--- Begin PASSAGE PROVIDED ---

= Ian Whybrow =

British author

Ian Whybrow (born 24 February 1942) is a British writer of children's books, first published in 1989. He has written over 100 books for children, has been translated into 27 languages and is published in 28 countries. His books are humorous and range from picture books to novels, short stories and poetry.

== Early life ==
Whybrow was born on 24 February 1942 in Gillingham, Kent, and grew up in Margate and Hong Kong.

== Career ==
=== Teacher ===
Whybrow began his professional career as a teacher, becoming head of English and head of sixth form at The John Lyon School in Harrow on the Hill in north-west London. Whybrow subsequently was able to give up teaching to write full-time.

=== Author ===
Whybrow's first book was The Sniff Stories in 1989, which was followed by other books about the character. He is best known for his series of books about Harry and His Bucket Full of Dinosaurs, illustrated by Adrian Reynolds. Other characters that have featured in series of books include Little Wolf, Miss Wire and Sissy Buttons, but it is Harry who has spawned the most books by far.

--- End PASSAGE PROVIDED ---

Can you transcribe the part of the Ian Whybrow article that begins at the words containing "Ian Whybrow (born" and stops after "to write full-time."?

--- Begin SUPPLIED INFORMATION ---

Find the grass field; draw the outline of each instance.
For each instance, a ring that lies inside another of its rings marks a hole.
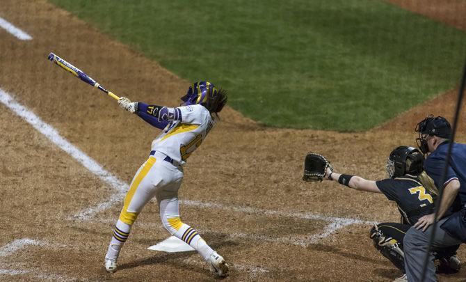
[[[382,1],[50,1],[273,127],[370,129],[453,88],[464,58],[465,33]]]

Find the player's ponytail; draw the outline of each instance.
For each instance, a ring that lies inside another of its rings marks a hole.
[[[410,153],[406,158],[406,168],[407,173],[416,175],[419,182],[422,184],[422,186],[426,188],[428,192],[433,196],[437,196],[438,195],[438,190],[435,187],[433,180],[426,173],[422,164],[424,163],[424,156],[419,151],[414,151]]]
[[[433,180],[431,178],[431,177],[428,175],[427,173],[426,173],[426,171],[422,171],[421,173],[419,173],[419,175],[417,175],[417,180],[432,196],[435,196],[435,198],[438,196],[438,190],[435,187],[435,184],[434,183]]]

--- End SUPPLIED INFORMATION ---

FULL ANSWER:
Ian Whybrow (born 24 February 1942) is a British writer of children's books, first published in 1989. He has written over 100 books for children, has been translated into 27 languages and is published in 28 countries. His books are humorous and range from picture books to novels, short stories and poetry.

== Early life ==
Whybrow was born on 24 February 1942 in Gillingham, Kent, and grew up in Margate and Hong Kong.

== Career ==
=== Teacher ===
Whybrow began his professional career as a teacher, becoming head of English and head of sixth form at The John Lyon School in Harrow on the Hill in north-west London. Whybrow subsequently was able to give up teaching to write full-time.